Render the material below as a Markdown table with the columns No. and Text, putting each line's number under No. and the line under Text, and leave out any blank lines.

══ LISTED ENTRIES ══

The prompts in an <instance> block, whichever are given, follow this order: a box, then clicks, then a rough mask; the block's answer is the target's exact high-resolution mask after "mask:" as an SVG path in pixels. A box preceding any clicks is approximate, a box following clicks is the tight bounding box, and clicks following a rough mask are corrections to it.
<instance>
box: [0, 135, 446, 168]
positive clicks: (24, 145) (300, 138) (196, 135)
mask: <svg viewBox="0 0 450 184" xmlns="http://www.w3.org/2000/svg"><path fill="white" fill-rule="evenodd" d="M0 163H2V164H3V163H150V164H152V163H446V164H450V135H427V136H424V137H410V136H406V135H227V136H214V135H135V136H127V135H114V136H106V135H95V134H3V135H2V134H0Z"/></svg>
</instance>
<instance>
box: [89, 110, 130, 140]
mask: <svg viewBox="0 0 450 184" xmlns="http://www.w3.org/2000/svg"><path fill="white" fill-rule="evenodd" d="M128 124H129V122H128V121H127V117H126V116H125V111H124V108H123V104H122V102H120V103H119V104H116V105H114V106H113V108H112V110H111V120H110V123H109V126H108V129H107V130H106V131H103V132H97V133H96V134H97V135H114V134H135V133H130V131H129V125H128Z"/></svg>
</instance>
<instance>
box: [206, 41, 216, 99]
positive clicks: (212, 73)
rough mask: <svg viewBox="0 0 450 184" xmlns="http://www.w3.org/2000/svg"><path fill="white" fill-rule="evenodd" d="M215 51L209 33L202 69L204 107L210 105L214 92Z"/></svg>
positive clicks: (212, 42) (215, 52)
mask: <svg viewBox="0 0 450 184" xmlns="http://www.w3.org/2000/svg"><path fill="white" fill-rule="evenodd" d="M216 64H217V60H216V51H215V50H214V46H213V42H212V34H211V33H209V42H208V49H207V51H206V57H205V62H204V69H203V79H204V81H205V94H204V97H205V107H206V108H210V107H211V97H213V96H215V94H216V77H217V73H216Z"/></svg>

═══

- [SOLUTION TO THIS TASK]
| No. | Text |
|---|---|
| 1 | The prompts in an <instance> block, whichever are given, follow this order: a box, then clicks, then a rough mask; the block's answer is the target's exact high-resolution mask after "mask:" as an SVG path in pixels. A box preceding any clicks is approximate, a box following clicks is the tight bounding box, and clicks following a rough mask are corrections to it. |
| 2 | <instance> |
| 3 | box: [0, 135, 446, 168] |
| 4 | positive clicks: (24, 145) (300, 138) (196, 135) |
| 5 | mask: <svg viewBox="0 0 450 184" xmlns="http://www.w3.org/2000/svg"><path fill="white" fill-rule="evenodd" d="M0 163H2V164H3V163H150V164H152V163H446V164H450V135H427V136H424V137H410V136H406V135H227V136H214V135H135V136H127V135H114V136H106V135H95V134H3V135H2V134H0Z"/></svg> |
| 6 | </instance> |
| 7 | <instance> |
| 8 | box: [89, 110, 130, 140] |
| 9 | mask: <svg viewBox="0 0 450 184" xmlns="http://www.w3.org/2000/svg"><path fill="white" fill-rule="evenodd" d="M128 124H129V122H128V121H127V117H126V116H125V111H124V108H123V104H122V102H120V103H119V104H116V105H114V106H113V108H112V110H111V120H110V123H109V126H108V129H107V130H106V131H103V132H97V133H96V134H97V135H114V134H135V133H130V131H129V125H128Z"/></svg> |
| 10 | </instance> |
| 11 | <instance> |
| 12 | box: [206, 41, 216, 99] |
| 13 | positive clicks: (212, 73) |
| 14 | rough mask: <svg viewBox="0 0 450 184" xmlns="http://www.w3.org/2000/svg"><path fill="white" fill-rule="evenodd" d="M215 51L209 33L202 69L204 107L210 105L214 92Z"/></svg> |
| 15 | positive clicks: (212, 42) (215, 52) |
| 16 | mask: <svg viewBox="0 0 450 184" xmlns="http://www.w3.org/2000/svg"><path fill="white" fill-rule="evenodd" d="M216 64H217V60H216V51H215V50H214V46H213V42H212V34H211V33H209V42H208V49H207V51H206V57H205V62H204V69H203V79H204V81H205V94H204V97H205V107H206V108H210V107H211V97H213V96H215V94H216V77H217V73H216Z"/></svg> |